§ Source:
MD5 To Be Considered Harmful Someday

Mon Dec 6 19:14:49 EST 2004

I've been doing some analysis on MD5 collision announced by Wang et al.  
Short version:  Yes, Virginia, there is no such thing as a safe hash 
collision -- at least in a function that's specified to be 
cryptographically secure.  The full details may be acquired at the 
following link:

http://www.doxpara.com/md5_someday.pdf

A tool, Stripwire, has been assembled to demonstrate some of the attacks 
described in the paper.  It may be acquired at the following address:

http://www.doxpara.com/stripwire-1.1.tar.gz 

Incidentally, the expectations management is by no means accidental -- 
the paper's titled "MD5 To Be Considered Harmful Someday" for a reason.  
Some people have said there's no applied implications to Joux and Wang's 
research.  They're wrong; arbitrary payloads can be successfully 
integrated into a hash collision.  But the attacks are not wildly 
practical, and in most cases exposure remains thankfully limited, for 
now.  But the risks are real enough that responsible engineers should 
take note:  This is not merely an academic threat, systems designed with 
MD5 now need to take far more care than they would if they were 
employing an unbroken hashing algorithm, and the problems are only going 
to get worse.

§ Task 1:
Count the lines in the listing below that contain the word "jacket" and reply with only that number.

§ Available data:
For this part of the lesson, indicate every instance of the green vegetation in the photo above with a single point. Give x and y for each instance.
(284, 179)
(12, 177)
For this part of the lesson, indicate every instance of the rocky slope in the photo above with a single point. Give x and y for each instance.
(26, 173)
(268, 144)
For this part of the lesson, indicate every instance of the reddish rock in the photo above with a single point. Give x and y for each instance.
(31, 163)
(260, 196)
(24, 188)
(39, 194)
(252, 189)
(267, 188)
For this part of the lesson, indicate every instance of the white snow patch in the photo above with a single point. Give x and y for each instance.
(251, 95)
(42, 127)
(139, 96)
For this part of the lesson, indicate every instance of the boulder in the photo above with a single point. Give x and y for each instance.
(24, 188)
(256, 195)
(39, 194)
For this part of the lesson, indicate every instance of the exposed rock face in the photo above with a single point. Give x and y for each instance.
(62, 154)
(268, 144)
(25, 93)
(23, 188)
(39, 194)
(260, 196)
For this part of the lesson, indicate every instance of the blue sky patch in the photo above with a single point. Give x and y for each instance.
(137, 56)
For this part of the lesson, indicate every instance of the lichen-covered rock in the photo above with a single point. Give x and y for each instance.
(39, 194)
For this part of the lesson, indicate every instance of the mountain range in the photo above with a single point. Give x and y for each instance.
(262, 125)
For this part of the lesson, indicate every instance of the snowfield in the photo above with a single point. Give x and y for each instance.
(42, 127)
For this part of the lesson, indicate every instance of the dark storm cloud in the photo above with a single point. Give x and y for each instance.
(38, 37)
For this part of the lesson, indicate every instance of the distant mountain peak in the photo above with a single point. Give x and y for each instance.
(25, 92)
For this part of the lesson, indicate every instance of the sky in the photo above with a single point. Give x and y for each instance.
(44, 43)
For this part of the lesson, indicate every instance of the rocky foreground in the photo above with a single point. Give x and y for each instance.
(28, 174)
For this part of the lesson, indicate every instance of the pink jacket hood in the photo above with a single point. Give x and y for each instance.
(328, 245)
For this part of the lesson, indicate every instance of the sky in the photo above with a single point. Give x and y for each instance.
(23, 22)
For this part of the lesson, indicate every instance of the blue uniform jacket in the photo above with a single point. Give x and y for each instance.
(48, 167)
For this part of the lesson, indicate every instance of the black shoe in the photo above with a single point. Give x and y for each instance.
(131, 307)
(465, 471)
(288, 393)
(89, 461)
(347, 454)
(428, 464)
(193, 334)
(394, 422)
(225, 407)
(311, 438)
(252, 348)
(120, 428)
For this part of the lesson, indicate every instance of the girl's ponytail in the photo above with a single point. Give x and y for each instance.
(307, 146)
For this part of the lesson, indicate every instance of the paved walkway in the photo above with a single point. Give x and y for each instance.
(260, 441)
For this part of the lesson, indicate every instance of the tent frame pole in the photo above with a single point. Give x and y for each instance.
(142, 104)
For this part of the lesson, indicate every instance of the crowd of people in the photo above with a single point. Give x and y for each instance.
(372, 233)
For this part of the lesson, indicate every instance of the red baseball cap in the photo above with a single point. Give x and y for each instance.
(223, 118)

§ Task 2:
Answer these questions using the post on MD5 collisions:
(a) What is the name of the tool assembled to demonstrate some of the attacks?
(b) Whose announced MD5 collision was the analysis based on?
(c) What does the post say can be successfully integrated into a hash collision?

§ Complete response 1:
2

§ Complete response 2:
(a) Stripwire
(b) Wang et al.
(c) Arbitrary payloads